::: Task inputs :::

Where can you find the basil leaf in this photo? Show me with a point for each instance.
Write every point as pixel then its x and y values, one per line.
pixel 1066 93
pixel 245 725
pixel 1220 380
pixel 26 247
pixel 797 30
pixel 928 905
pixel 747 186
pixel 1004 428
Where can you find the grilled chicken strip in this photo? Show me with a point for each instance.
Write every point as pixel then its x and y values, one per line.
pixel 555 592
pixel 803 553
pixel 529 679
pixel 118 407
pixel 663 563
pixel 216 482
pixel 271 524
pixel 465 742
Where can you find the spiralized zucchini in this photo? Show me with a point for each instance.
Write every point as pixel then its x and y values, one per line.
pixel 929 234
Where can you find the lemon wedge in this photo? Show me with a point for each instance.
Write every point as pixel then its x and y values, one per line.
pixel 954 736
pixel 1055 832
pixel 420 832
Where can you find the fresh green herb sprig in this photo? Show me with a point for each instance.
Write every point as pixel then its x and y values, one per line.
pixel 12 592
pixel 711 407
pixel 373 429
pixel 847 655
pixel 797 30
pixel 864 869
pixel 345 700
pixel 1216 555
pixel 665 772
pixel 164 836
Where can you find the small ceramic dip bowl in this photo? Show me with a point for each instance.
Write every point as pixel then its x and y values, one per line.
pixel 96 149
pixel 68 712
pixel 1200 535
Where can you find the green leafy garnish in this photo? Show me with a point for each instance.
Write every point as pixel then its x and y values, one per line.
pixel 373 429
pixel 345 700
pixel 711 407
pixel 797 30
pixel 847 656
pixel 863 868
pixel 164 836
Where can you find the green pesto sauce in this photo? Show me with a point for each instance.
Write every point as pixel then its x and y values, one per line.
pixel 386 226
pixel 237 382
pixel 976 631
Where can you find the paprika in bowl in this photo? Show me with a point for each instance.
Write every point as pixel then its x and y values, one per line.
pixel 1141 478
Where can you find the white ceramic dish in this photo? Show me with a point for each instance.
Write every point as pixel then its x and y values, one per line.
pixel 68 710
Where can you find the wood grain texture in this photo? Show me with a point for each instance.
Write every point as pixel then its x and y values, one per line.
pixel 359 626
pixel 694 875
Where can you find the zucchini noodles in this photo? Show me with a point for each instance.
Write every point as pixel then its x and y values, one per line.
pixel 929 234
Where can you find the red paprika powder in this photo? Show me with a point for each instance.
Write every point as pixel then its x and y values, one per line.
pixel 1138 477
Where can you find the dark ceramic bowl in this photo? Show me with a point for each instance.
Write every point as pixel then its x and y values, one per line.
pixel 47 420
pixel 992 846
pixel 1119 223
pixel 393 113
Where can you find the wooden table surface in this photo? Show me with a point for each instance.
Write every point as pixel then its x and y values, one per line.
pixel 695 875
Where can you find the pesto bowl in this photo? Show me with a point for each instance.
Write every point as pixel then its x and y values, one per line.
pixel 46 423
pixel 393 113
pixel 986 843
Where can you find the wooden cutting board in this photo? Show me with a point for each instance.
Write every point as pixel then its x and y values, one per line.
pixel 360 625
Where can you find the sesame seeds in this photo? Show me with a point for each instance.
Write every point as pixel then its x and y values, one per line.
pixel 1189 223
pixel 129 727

:::

# Work order:
Give only the number of lines in the preceding data that include the word "paprika".

# Answer for the task:
2